- Work to complete -
How many lines below contain the word "tree"? Give only the number.

** Opening Provided records block **

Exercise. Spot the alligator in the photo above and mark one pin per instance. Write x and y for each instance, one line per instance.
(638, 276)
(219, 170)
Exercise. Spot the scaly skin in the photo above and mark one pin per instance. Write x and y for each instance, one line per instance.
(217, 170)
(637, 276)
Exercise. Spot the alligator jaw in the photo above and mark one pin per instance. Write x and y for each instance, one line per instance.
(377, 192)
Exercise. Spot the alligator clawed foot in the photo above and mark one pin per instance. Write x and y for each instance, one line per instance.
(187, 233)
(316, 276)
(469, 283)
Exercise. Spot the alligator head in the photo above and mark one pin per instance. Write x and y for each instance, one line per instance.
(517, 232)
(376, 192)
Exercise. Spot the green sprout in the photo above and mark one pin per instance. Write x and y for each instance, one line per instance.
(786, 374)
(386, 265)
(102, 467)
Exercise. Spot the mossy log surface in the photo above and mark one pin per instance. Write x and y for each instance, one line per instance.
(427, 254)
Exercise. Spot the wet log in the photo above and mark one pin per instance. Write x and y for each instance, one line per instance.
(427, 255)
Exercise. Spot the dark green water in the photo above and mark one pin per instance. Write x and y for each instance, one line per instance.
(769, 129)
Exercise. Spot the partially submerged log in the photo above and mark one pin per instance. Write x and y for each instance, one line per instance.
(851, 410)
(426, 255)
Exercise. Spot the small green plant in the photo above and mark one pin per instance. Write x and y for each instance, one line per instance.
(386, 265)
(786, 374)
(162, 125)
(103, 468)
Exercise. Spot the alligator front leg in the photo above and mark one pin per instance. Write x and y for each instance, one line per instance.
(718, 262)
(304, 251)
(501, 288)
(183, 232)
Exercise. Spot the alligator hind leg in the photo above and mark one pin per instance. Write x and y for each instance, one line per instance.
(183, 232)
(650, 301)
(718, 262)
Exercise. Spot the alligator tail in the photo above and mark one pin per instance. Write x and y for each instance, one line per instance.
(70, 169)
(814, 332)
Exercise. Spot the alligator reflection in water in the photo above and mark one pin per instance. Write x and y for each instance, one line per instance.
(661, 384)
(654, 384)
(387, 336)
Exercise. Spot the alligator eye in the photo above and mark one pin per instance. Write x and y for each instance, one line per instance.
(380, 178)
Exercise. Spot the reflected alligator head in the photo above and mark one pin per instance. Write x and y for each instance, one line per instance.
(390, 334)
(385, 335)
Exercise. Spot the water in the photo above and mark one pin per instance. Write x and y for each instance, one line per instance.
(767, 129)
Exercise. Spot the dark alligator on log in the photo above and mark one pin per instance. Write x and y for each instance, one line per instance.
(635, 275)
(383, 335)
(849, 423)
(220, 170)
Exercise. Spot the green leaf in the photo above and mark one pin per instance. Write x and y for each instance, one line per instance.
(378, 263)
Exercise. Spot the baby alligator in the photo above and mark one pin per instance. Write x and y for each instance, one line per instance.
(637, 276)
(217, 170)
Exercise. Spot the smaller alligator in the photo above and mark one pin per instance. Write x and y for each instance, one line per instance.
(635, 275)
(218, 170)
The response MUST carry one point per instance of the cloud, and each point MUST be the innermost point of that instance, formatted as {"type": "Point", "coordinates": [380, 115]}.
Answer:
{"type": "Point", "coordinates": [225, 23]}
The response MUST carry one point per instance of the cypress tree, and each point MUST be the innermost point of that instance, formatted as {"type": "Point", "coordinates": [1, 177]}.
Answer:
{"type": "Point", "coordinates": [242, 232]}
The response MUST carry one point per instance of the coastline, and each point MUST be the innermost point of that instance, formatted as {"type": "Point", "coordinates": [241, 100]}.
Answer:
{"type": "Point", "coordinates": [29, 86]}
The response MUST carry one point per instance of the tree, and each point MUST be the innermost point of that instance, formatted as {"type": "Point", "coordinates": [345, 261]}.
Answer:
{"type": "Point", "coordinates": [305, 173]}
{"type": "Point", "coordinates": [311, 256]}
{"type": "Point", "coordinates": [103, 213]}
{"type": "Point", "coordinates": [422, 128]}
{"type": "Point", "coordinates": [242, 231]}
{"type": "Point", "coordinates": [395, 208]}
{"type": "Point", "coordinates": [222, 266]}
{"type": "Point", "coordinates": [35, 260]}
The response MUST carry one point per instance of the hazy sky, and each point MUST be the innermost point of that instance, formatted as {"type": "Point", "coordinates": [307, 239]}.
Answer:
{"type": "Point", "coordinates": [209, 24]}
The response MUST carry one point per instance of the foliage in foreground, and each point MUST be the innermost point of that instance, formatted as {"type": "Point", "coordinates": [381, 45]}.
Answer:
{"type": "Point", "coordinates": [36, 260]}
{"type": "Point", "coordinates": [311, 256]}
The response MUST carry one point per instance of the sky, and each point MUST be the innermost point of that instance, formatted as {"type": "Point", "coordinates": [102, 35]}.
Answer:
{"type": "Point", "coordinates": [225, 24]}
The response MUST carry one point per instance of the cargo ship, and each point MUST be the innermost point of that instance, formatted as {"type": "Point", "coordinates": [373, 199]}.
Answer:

** Closing Provided records block **

- Solution for this exercise -
2